__Task brief__
At the line containing "of the carved", begin repeating lines exactly, and stop only after the final line of the records below.

__Recorded information__
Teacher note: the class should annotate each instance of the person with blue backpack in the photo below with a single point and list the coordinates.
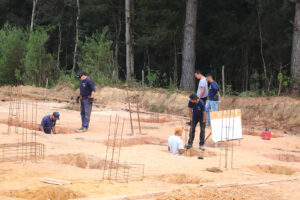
(197, 115)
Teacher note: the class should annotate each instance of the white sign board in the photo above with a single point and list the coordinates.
(226, 125)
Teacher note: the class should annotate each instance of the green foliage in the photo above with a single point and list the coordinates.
(39, 65)
(66, 78)
(12, 48)
(254, 81)
(96, 58)
(152, 77)
(228, 89)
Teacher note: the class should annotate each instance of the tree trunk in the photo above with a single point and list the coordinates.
(131, 38)
(295, 60)
(34, 2)
(267, 81)
(127, 40)
(59, 47)
(188, 55)
(77, 37)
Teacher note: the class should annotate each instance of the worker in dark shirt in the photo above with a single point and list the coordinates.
(197, 114)
(86, 96)
(213, 97)
(48, 123)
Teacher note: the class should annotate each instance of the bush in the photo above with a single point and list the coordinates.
(39, 65)
(96, 58)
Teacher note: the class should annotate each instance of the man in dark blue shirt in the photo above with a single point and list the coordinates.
(87, 93)
(197, 114)
(213, 97)
(48, 123)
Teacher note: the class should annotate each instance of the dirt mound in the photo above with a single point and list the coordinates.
(80, 160)
(273, 169)
(214, 169)
(197, 152)
(30, 126)
(285, 157)
(209, 193)
(155, 120)
(46, 193)
(127, 142)
(259, 134)
(182, 179)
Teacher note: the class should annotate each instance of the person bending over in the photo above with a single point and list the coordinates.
(48, 123)
(197, 114)
(175, 144)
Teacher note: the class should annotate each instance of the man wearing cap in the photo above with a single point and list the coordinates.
(48, 123)
(87, 93)
(202, 90)
(175, 144)
(197, 114)
(213, 97)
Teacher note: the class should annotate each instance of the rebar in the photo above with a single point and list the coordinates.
(22, 114)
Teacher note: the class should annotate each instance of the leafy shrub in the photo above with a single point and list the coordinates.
(96, 58)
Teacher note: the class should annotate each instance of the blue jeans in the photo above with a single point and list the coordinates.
(86, 109)
(210, 105)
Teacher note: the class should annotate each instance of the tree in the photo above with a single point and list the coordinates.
(96, 57)
(34, 3)
(295, 60)
(188, 55)
(77, 38)
(12, 49)
(128, 40)
(39, 65)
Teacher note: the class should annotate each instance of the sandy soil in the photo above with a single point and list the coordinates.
(268, 169)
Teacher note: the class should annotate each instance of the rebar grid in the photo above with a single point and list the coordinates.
(228, 125)
(22, 115)
(21, 152)
(113, 170)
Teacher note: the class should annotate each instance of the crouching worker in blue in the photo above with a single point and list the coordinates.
(197, 114)
(48, 123)
(86, 96)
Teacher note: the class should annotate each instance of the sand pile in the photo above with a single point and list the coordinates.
(46, 193)
(182, 179)
(274, 169)
(197, 152)
(285, 157)
(81, 160)
(237, 193)
(138, 141)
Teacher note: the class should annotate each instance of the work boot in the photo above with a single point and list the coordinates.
(84, 130)
(188, 146)
(202, 147)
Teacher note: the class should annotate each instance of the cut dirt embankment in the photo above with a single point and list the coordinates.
(273, 112)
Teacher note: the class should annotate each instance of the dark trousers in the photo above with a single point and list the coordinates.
(86, 109)
(193, 129)
(204, 99)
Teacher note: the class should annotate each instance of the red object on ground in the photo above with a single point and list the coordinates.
(266, 135)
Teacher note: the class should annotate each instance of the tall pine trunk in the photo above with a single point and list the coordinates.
(188, 55)
(295, 60)
(128, 37)
(34, 2)
(77, 38)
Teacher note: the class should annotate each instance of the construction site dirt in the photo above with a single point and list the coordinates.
(262, 169)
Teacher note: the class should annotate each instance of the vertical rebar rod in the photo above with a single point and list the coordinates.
(220, 160)
(120, 146)
(114, 144)
(130, 115)
(233, 125)
(107, 147)
(138, 111)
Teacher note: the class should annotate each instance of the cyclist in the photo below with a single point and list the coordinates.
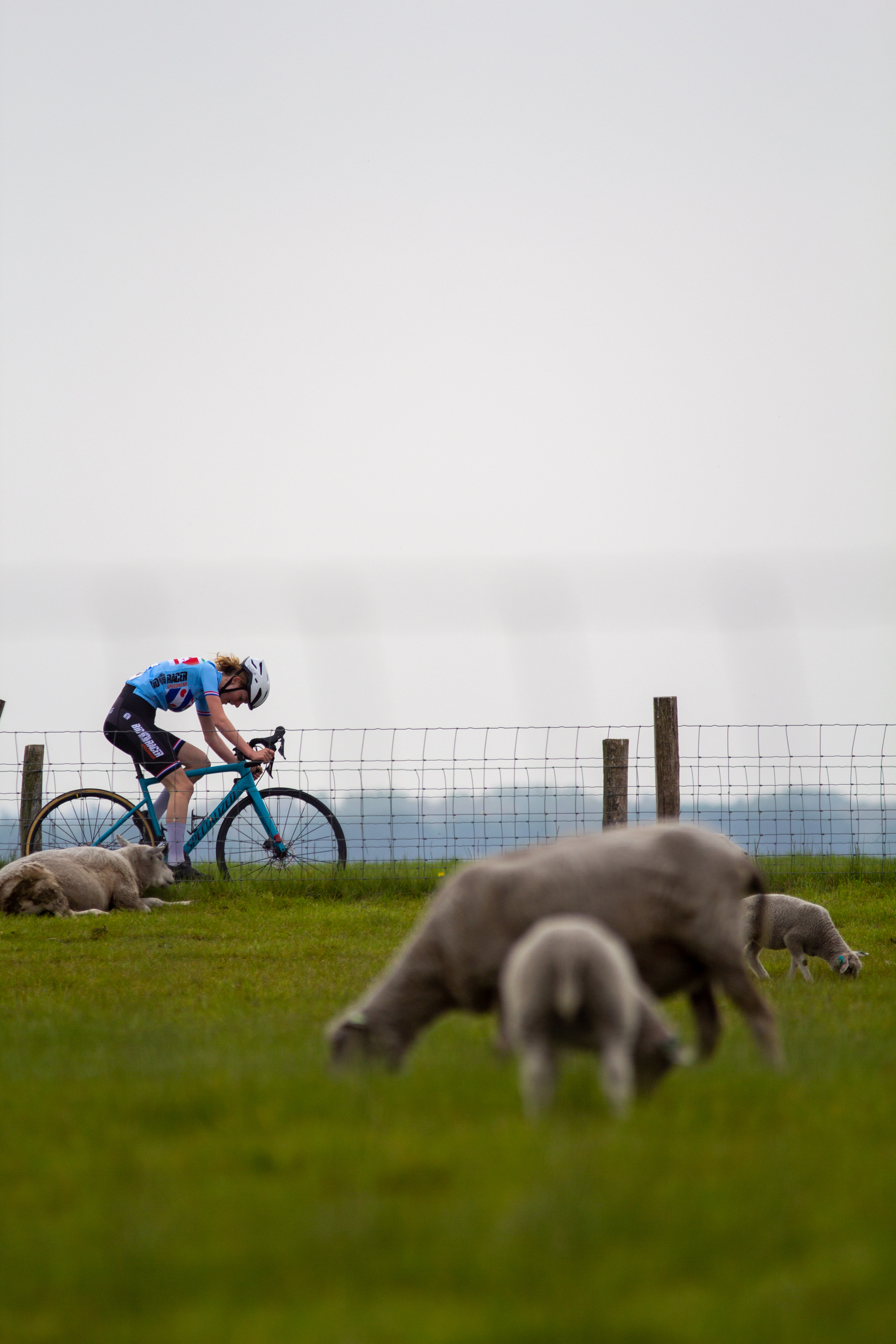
(131, 726)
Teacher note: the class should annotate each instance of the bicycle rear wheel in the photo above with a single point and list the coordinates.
(80, 818)
(308, 828)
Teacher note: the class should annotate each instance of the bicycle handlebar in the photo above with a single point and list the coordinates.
(274, 743)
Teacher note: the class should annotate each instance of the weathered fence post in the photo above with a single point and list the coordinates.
(665, 754)
(31, 792)
(615, 782)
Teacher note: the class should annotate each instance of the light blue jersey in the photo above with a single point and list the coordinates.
(178, 684)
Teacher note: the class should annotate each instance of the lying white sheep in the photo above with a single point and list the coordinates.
(804, 929)
(672, 893)
(85, 881)
(570, 983)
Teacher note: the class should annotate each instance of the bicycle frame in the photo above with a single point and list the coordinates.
(245, 784)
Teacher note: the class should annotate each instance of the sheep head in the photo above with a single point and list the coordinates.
(354, 1039)
(849, 964)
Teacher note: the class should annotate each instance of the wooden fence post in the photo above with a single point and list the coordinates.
(615, 782)
(31, 792)
(665, 754)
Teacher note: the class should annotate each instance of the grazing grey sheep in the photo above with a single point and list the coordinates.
(85, 881)
(671, 893)
(570, 983)
(802, 928)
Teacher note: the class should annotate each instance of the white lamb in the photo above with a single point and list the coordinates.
(804, 929)
(85, 881)
(569, 983)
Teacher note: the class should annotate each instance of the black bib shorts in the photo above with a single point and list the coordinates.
(131, 726)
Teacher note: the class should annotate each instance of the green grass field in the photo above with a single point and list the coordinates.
(179, 1164)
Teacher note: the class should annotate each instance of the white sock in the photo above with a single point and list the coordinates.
(176, 843)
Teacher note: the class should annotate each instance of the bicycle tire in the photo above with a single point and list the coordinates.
(311, 832)
(71, 820)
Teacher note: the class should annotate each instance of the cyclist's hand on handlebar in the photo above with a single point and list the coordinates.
(264, 754)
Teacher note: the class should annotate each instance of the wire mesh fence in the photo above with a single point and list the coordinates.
(458, 793)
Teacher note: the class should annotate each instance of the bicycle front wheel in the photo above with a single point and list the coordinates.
(308, 828)
(81, 818)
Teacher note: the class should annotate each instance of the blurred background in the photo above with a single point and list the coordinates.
(473, 363)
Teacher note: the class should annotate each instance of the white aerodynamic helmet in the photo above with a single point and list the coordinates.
(258, 682)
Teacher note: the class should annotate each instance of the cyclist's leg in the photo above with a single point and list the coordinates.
(179, 787)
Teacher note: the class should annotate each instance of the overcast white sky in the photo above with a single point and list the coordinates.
(473, 362)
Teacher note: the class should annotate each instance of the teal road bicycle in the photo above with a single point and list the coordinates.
(264, 831)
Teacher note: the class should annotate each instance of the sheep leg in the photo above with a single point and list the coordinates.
(751, 956)
(760, 1016)
(797, 959)
(706, 1011)
(538, 1075)
(617, 1075)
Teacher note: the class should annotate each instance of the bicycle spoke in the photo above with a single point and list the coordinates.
(310, 838)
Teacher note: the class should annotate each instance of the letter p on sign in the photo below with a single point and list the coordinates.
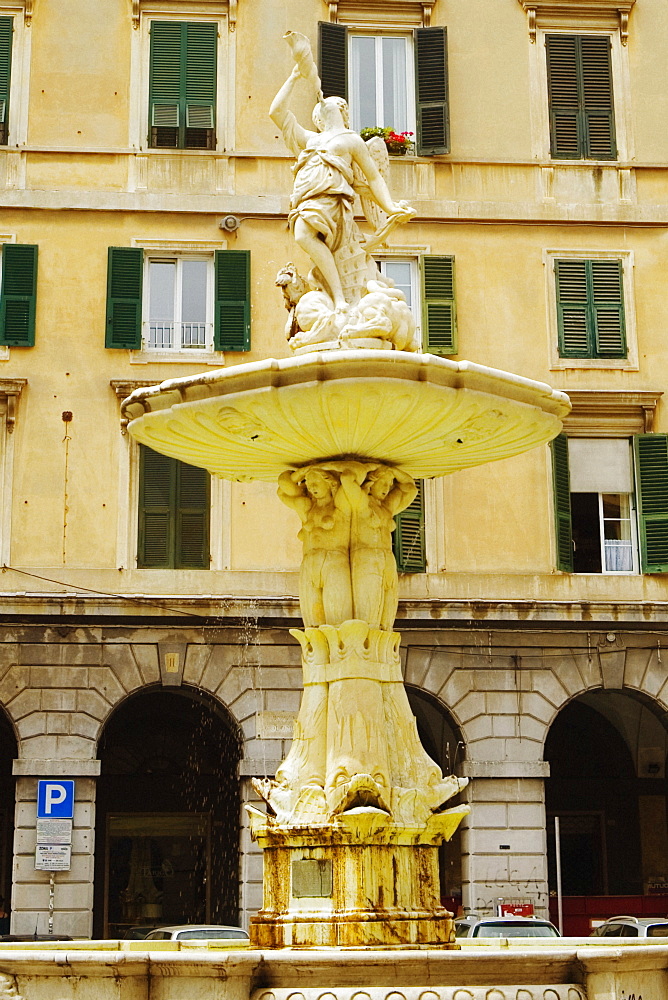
(55, 799)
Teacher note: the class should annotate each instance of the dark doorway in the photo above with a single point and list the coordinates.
(8, 753)
(442, 740)
(167, 828)
(593, 788)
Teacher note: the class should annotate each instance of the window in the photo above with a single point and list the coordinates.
(182, 85)
(590, 308)
(173, 513)
(18, 296)
(428, 283)
(408, 539)
(580, 96)
(181, 303)
(381, 69)
(6, 35)
(178, 314)
(597, 525)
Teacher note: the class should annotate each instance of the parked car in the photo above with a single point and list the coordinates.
(198, 932)
(490, 927)
(632, 927)
(139, 932)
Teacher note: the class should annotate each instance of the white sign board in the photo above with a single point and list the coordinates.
(54, 831)
(53, 857)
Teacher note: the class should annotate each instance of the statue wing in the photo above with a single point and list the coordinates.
(373, 214)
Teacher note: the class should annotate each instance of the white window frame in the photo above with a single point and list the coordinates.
(557, 363)
(19, 84)
(139, 79)
(633, 517)
(621, 91)
(170, 250)
(177, 259)
(357, 31)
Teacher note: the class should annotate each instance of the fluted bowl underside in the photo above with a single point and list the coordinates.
(428, 416)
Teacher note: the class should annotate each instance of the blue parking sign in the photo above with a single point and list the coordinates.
(55, 799)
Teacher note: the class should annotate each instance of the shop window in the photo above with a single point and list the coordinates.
(178, 304)
(611, 504)
(391, 80)
(173, 513)
(182, 85)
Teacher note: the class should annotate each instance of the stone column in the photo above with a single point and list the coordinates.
(504, 849)
(73, 900)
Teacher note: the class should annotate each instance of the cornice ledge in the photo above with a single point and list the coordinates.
(610, 413)
(123, 387)
(574, 10)
(228, 7)
(370, 9)
(10, 390)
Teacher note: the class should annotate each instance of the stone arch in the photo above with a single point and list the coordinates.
(167, 804)
(607, 752)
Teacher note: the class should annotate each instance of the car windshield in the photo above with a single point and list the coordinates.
(511, 928)
(210, 934)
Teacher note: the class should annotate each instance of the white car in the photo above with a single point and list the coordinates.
(632, 927)
(490, 927)
(198, 932)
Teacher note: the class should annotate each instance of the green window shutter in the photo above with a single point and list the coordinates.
(564, 96)
(192, 517)
(232, 309)
(166, 88)
(200, 84)
(562, 503)
(408, 540)
(333, 59)
(572, 311)
(579, 81)
(18, 300)
(6, 34)
(590, 308)
(651, 466)
(597, 100)
(173, 513)
(439, 314)
(431, 87)
(125, 271)
(157, 489)
(182, 84)
(607, 299)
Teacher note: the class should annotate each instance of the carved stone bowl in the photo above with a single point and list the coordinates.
(429, 416)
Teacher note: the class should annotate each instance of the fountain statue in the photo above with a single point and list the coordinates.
(355, 813)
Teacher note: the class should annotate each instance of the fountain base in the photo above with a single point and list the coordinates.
(330, 888)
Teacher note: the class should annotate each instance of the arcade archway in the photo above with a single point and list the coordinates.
(8, 753)
(167, 827)
(442, 740)
(607, 754)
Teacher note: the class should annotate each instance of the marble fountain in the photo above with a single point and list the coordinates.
(356, 812)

__Solved problem__
Teacher note: the class should annotate each instance of the carved stone bowl in the photo above with a single point and list the coordinates.
(429, 416)
Teacher note: the class should annotate each instance of the fountain statue in the photo above with a single point and list the coordinates.
(355, 813)
Teacher note: the class should annotate each instance of the fountain base in the photo above with a single point and list the coordinates.
(330, 888)
Teacher note: the class should annotate each instance of the arcade archway in the photo above with a single point and list the coordinates.
(8, 753)
(167, 827)
(442, 740)
(607, 754)
Teacher note: the class should annotate each instance of the marble fountain in the photo above with a single point and list the coordinates.
(356, 812)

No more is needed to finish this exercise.